EXERCISES TO COMPLETE —
1: According to the news article about not-for-profit senior living and care transitions, what share of the not-for-profit properties that changed ownership or sponsorship since 2015 were acquired by for-profit owners and operators?
2: Proceed with the news article about not-for-profit senior living and care transitions, picking up after its final sentence.

DOCUMENT EXCERPT —
Not-for-profit senior living and care transitions set record

LONDON: Transitions in ownership or sponsorship among not-for-profit senior living and care providers reached an all-time high in 2023, according to an update released this week from Ziegler.

Transitions among such providers have been on an upward trajectory since 2015 and even more so since the 2020, fueled by financial challenges related to the pandemic, the specialty investment bank said.

Since 2015, 900 not-for-profit senior living communities or skilled nursing facilities have undergone transitions, “reflecting the increasing view of affiliation as an important strategic option in an organization’s toolkit for growth,” Vice President of Senior Living Research Cathy Owen wrote. Eighty-four of those transitions occurred in 2015; there have been 876 so far in 2023.

Also since 2015, approximately 53% of the not-for-profit properties undergoing transitions in ownership or sponsorship have been acquired by for-profit owners and operators.

“Most of these transactions have been in the form of freestanding NFP nursing homes and communities that are financially distressed to the point where it is too difficult for another NFP to come in and take over sponsorship and operations,” according to Owen.

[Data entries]

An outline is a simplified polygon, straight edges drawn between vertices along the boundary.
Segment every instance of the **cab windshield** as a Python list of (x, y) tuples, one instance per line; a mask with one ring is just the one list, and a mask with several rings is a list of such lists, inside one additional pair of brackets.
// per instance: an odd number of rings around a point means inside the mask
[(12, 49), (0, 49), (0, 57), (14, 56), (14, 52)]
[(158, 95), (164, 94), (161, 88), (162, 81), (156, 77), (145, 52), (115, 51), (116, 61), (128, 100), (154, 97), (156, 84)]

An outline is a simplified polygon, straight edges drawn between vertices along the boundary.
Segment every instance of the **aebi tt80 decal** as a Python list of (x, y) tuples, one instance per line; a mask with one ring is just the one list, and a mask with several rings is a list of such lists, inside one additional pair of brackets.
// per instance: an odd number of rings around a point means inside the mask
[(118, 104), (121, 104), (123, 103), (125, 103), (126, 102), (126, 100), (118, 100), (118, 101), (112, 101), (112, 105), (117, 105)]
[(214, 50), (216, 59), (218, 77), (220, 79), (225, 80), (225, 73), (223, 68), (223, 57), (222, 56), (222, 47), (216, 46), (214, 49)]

RESPONSES —
1: Approximately 53%.

2:
Many nursing home closures have taken place in recent years “due to insufficient reimbursement to cover costs in an increasingly regulated environment,” the expert said. She noted that 70% of long-term care closures since 2010 have been in the nursing home segment.

In 2023, according to the update, many not-for-profit organizations entered into bidding competitions with for-profit providers in the acquisition process.

“This shows that many NFP organizations have financial capacity, are adding resources and doing the work at the board level to quickly respond to these situations when they arise,” Owen noted.

Not all mergers and acquisitions come from a place of financial distress, however, she observed. Sometimes it’s a matter of weighing the benefits of scale of the combined resources versus going it alone.

“We observe this in a number of cases whereby there is a retiring CEO, and the board explores an affiliation as a form of succession planning rather than conducting a formal search for a new executive,” Owen said. “These healthy organizations in transition are some of the more likely communities to seek an NFP affiliation partner rather than be sold to the private sector.”